» **To be done**
Turn the records below into a numbered list, skipping any blank lines and leaving out the pictures.

» **The data**
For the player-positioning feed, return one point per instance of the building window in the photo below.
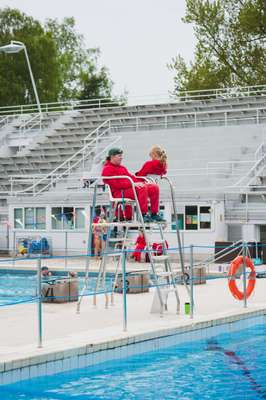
(56, 216)
(205, 218)
(40, 218)
(30, 218)
(180, 220)
(18, 218)
(191, 218)
(68, 218)
(80, 218)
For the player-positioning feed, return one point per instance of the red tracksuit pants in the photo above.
(148, 193)
(137, 252)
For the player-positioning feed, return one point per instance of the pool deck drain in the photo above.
(67, 334)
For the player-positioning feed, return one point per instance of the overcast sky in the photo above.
(137, 38)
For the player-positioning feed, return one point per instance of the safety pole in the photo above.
(244, 275)
(124, 291)
(191, 282)
(39, 304)
(66, 252)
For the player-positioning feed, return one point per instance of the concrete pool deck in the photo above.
(66, 333)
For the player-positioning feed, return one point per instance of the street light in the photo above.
(16, 47)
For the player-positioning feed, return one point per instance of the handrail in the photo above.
(145, 99)
(253, 169)
(196, 122)
(27, 125)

» **Solution**
1. For the player-positioning feed, return one point per instance of the building window in the photo below.
2. (56, 216)
3. (205, 218)
4. (40, 218)
5. (30, 218)
6. (180, 220)
7. (18, 218)
8. (191, 218)
9. (68, 218)
10. (80, 218)
11. For the player-positioning feed, return one point per instance of the red tracksuit pants in the photo above.
12. (148, 193)
13. (137, 252)
14. For the player-positioning feed, return one point per instance of the pool deck drain in the photo above.
15. (67, 334)
16. For the player-positioning feed, return one point per instance of the overcast sky in the photo above.
17. (137, 38)
18. For the player-positioning feed, return one point per instance of the safety pole in the photo above.
19. (244, 275)
20. (124, 291)
21. (191, 282)
22. (39, 304)
23. (66, 252)
24. For the player-positioning feed, return one point per instance of the concrete pool deck in the photo above.
25. (66, 333)
26. For the player-positioning feed, return one point per instance of the street light in the photo above.
27. (16, 47)
28. For the player-positioning feed, return one point per instance of the handrail in the photo above.
29. (145, 99)
30. (253, 169)
31. (196, 122)
32. (27, 125)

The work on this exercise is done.